--- BEGIN Page excerpt ---
- Born: 7 October 2003 (age 22) Almada, Portugal

Gymnastics career
- Discipline: Rhythmic gymnastics
- Country represented: Portugal; (2016-present);
- Club: Sporting Club de Portugal
- Head coach: Sandra Conde Nunes
- Assistant coach: Amelia Paredes

= Rita Araújo =

Portuguese rhythmic gymnast

Rita Araújo (born 7 October 2003) is a Portuguese rhythmic gymnast. On national level, she is a seven-time Portuguese all-around champion.

== Career ==
=== Junior ===
Araújo represented Portugal at the 2016 Junior European Championships in Holon, Israel. She was 44th in rope, 40th in hoop, 54th in ball and 47th in clubs qualifications.

Two years later, she competed at the 2018 Junior European Championships in Guadalajara, Spain. She was 40th in hoop, 17th in ball, 26th in clubs and 47th in ribbon qualifications.

=== Senior ===
In 2019, she started competing as a senior, making international debut at Sofia World Cup, where she ended on 49th place in all-around. Later that year, she competed at Minsk World Challenge Cup, finishing on 32nd place in all-around. In September, she made her World Championships debut, competing at the 2019 World Championships in Baku, Azerbaijan. She ended on 59th place in all-around qualifications and 27th place in team competition.

In 2021, she started the season at Sofia World Cup, finishing on 56th place in all-around. She also competed at Baku World Cup, ending on 40th place in all-around. She competed at the 2021 European Championships in Varna, Bulgaria. She was 33rd in all-around qualifications, achieving best result with clubs (26th place). In September, she ended on 40th place in all-around qualifications at the 2021 World Championships in Kitakyushu, Japan.
--- END Page excerpt ---
--- BEGIN Supplied information ---
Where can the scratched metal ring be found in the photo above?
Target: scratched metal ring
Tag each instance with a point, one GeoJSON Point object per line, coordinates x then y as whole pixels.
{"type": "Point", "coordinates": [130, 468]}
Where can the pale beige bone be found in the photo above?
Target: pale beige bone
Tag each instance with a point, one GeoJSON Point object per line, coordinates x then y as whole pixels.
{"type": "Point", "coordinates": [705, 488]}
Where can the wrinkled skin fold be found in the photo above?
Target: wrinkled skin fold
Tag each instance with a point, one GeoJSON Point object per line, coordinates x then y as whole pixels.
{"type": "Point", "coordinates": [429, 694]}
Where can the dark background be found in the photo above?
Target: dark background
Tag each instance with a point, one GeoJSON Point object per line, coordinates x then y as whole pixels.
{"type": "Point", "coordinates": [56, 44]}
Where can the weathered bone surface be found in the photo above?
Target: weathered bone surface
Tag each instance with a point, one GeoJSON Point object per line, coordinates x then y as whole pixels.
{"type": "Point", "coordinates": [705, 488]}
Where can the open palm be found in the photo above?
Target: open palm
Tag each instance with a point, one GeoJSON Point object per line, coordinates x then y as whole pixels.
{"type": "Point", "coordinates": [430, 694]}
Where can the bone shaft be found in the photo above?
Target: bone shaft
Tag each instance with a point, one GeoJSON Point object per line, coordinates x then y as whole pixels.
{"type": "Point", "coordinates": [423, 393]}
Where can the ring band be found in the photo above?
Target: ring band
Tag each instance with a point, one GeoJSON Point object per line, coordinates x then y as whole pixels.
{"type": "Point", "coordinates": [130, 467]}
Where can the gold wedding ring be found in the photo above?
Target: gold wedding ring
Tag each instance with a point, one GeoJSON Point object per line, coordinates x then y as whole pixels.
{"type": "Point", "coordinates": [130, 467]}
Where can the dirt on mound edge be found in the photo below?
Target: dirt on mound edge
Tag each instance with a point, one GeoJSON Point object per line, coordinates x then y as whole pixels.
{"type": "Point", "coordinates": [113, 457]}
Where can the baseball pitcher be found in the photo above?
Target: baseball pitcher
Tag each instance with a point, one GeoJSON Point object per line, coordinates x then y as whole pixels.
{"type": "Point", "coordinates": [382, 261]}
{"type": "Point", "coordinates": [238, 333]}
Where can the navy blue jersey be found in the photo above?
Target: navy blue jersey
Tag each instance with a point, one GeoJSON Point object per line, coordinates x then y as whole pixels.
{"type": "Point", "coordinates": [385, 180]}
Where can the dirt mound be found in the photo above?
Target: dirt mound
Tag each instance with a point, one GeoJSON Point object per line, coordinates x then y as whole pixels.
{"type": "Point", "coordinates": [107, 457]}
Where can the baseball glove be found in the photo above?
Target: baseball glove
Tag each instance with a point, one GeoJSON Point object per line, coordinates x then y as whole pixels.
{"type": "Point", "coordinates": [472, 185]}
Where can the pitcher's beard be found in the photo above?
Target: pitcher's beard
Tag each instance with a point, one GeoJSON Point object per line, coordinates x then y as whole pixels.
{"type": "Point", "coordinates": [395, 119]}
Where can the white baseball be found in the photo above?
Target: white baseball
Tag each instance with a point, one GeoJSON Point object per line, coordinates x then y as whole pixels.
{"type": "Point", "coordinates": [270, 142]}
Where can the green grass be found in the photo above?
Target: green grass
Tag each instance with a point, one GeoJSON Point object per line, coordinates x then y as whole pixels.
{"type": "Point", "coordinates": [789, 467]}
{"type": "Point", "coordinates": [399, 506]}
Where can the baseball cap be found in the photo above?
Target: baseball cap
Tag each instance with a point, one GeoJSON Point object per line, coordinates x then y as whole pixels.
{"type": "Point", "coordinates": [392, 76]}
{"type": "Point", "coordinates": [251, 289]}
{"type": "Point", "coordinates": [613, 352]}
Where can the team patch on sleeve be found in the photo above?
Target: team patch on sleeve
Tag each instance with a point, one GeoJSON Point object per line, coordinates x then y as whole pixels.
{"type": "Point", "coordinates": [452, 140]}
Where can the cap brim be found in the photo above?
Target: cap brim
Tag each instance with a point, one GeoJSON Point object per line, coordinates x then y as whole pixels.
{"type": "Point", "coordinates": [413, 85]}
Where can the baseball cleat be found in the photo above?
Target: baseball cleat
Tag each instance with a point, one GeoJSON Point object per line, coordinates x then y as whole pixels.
--- END Supplied information ---
> **The tasks**:
[a] According to the Rita Araújo biography, what all-around place did she finish in at the Minsk World Challenge Cup?
[b] From the Rita Araújo biography, extract the passage from "Rita Araújo (born" to "in clubs qualifications.".

> **Answers to the problems**:
[a] 32nd place.

[b]
Rita Araújo (born 7 October 2003) is a Portuguese rhythmic gymnast. On national level, she is a seven-time Portuguese all-around champion.

== Career ==
=== Junior ===
Araújo represented Portugal at the 2016 Junior European Championships in Holon, Israel. She was 44th in rope, 40th in hoop, 54th in ball and 47th in clubs qualifications.